▸ **Task objective**:
Reproduce the records below; each should match the original exactly.

▸ **Material for this task**:

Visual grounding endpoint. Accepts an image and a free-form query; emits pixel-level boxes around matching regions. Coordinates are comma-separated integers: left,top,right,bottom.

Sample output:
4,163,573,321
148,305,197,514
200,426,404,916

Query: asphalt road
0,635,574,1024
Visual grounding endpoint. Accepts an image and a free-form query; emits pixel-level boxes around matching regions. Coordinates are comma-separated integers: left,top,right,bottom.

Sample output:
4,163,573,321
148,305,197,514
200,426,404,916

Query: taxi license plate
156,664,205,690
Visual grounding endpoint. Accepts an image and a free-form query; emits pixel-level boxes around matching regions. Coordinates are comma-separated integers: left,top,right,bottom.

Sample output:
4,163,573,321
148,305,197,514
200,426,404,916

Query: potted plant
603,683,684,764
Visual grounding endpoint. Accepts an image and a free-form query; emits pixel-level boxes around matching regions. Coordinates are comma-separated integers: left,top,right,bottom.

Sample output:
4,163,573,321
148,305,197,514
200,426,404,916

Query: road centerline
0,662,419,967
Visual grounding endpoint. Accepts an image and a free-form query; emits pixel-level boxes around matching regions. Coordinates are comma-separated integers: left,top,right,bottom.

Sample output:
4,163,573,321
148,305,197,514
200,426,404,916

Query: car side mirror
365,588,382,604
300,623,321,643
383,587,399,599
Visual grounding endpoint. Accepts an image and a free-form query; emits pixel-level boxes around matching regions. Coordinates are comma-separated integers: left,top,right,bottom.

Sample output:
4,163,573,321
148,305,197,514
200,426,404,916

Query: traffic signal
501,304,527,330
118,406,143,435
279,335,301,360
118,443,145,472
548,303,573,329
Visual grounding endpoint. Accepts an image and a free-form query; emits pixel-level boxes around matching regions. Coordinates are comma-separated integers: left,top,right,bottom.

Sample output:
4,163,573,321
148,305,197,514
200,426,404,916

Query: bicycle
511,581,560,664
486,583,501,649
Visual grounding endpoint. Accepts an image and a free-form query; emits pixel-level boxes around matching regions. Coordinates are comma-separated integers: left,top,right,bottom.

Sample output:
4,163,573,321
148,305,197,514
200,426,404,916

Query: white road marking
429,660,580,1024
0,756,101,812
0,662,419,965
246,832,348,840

▸ **Task solution**:
Visual grounding endpoint. Accepts an image and a free-form query; emits pixel-level boxes around matching regions. Coordinates are comma-separated integers: left,top,right,bottom.

Sample output:
4,163,573,321
148,305,197,514
200,426,404,916

Query: asphalt road
0,635,574,1024
Visual grounding endpoint. Accepts an image and a free-form query; emits pixel-level boxes around matching regions. Coordinates are comma-separated integers: left,top,right,bottom.

Sample output:
4,163,573,321
148,305,197,514
200,426,404,916

Query: taxi license plate
156,664,205,690
Visual grounding endpoint. Accepts an image and a free-form query; emits pixel-level boxes around matching regions. Coordinates are comma-separated integers: left,top,right,bottom.

Sample output:
4,163,573,321
148,305,197,514
200,426,404,916

Query: potted plant
603,683,684,764
Visual grounding endpoint. Accepts an image and a free-form query; emits pixel-level boxes around matching regions. Coordinates are comma-separated integers: left,top,right,bottom.

Sample output:
4,163,573,321
148,305,197,514
200,426,404,916

Query: road centerline
0,662,419,967
Visual grounding endpoint. Accepts an image and a free-form query; emits pixel-level boxes around matching regions. Coordinates are comma-separated integers: left,top,right,bottom.

Sample output:
4,163,573,321
148,305,197,514
200,426,404,916

Query: car side mirror
365,588,382,604
300,623,321,643
383,587,399,599
Visual grounding endpoint. Accepts an image and a free-form query; emits pixel-level boxes around matching regions. Coordinates are comma-separated integers: left,top,right,bottom.

Sample output:
4,163,573,321
148,305,197,514
200,426,404,916

Query: traffic signal
501,304,527,330
118,406,143,435
279,335,301,360
118,443,145,472
548,303,573,329
Visual grounding endpoint. Accepts an image and a free-form query; emits pixel-level boxes around matching regions. Coordinates are comma-separated integers: left,top,right,bottom.

Sample output:
4,163,573,321
148,305,197,514
200,426,404,916

Query: bicycle
511,581,560,664
486,583,501,649
Visual grounding endpoint. Accepts an image and a free-form query; emits pixel-level boxes around matching regions. Coordinates are comma-separated integers: left,top,right,bottom.

Sample output:
4,163,573,321
148,305,197,514
200,426,404,916

Query: white road marking
429,660,580,1024
0,756,101,812
0,662,419,965
246,832,348,840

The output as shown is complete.